Skip the pictures. Return exactly the lines from the one containing "# output like column 353, row" through the end of the entries below.

● Dataset extract:
────────────────────

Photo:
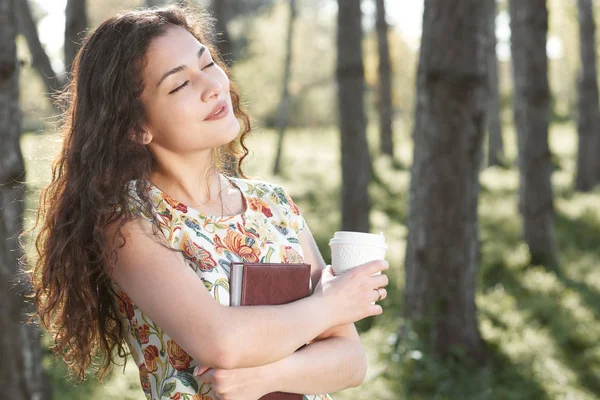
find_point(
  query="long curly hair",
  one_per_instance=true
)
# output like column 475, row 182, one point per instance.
column 100, row 155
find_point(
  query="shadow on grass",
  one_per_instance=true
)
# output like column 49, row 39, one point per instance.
column 415, row 374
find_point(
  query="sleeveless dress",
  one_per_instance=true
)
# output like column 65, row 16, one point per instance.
column 267, row 231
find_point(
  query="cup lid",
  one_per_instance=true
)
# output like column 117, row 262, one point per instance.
column 361, row 238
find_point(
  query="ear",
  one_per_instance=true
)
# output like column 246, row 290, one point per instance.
column 146, row 137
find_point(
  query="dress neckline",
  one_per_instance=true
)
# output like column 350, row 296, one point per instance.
column 187, row 208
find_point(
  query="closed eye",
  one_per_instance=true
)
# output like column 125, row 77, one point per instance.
column 212, row 63
column 179, row 88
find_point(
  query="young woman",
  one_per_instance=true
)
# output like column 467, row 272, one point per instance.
column 142, row 220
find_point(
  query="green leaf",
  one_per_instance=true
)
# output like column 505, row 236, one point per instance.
column 168, row 389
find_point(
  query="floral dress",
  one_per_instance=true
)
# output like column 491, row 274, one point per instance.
column 267, row 231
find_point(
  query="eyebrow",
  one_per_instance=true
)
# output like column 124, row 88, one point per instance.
column 179, row 68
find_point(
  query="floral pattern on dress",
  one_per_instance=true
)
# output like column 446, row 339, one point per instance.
column 267, row 231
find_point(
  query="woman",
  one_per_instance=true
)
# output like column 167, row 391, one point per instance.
column 141, row 222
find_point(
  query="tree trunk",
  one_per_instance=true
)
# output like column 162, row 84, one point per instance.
column 155, row 3
column 529, row 27
column 588, row 119
column 494, row 122
column 222, row 12
column 40, row 60
column 385, row 83
column 282, row 115
column 356, row 162
column 75, row 29
column 443, row 245
column 21, row 373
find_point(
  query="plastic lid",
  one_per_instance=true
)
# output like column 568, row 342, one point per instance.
column 360, row 238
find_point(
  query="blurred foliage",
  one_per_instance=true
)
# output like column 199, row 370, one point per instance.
column 542, row 328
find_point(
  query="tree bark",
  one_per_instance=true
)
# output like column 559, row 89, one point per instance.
column 155, row 3
column 356, row 162
column 385, row 83
column 494, row 121
column 282, row 114
column 21, row 372
column 76, row 24
column 588, row 119
column 222, row 12
column 40, row 60
column 529, row 27
column 443, row 245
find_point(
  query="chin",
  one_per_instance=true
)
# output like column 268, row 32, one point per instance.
column 230, row 133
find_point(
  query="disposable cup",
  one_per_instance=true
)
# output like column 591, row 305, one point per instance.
column 351, row 249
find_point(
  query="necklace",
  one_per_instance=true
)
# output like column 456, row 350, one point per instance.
column 221, row 196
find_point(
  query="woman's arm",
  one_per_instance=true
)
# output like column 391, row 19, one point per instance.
column 160, row 283
column 324, row 366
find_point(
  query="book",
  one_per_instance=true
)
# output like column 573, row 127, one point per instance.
column 255, row 284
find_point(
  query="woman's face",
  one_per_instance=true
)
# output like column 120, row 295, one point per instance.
column 183, row 89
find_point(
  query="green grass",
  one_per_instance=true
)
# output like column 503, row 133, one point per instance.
column 542, row 329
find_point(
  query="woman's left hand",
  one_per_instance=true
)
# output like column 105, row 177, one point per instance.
column 234, row 384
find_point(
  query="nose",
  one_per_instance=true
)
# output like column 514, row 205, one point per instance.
column 211, row 88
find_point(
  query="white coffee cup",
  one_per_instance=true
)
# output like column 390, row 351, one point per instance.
column 351, row 249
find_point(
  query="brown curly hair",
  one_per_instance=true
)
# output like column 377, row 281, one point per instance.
column 101, row 153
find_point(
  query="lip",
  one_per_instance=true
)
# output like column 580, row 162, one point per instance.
column 220, row 110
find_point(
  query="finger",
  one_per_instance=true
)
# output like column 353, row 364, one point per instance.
column 383, row 294
column 380, row 280
column 375, row 309
column 199, row 370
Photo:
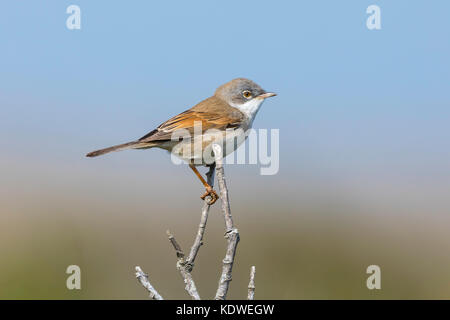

────────────────────

● Written answer:
# output like column 353, row 364, one point per instance.
column 383, row 294
column 380, row 280
column 375, row 309
column 199, row 370
Photo:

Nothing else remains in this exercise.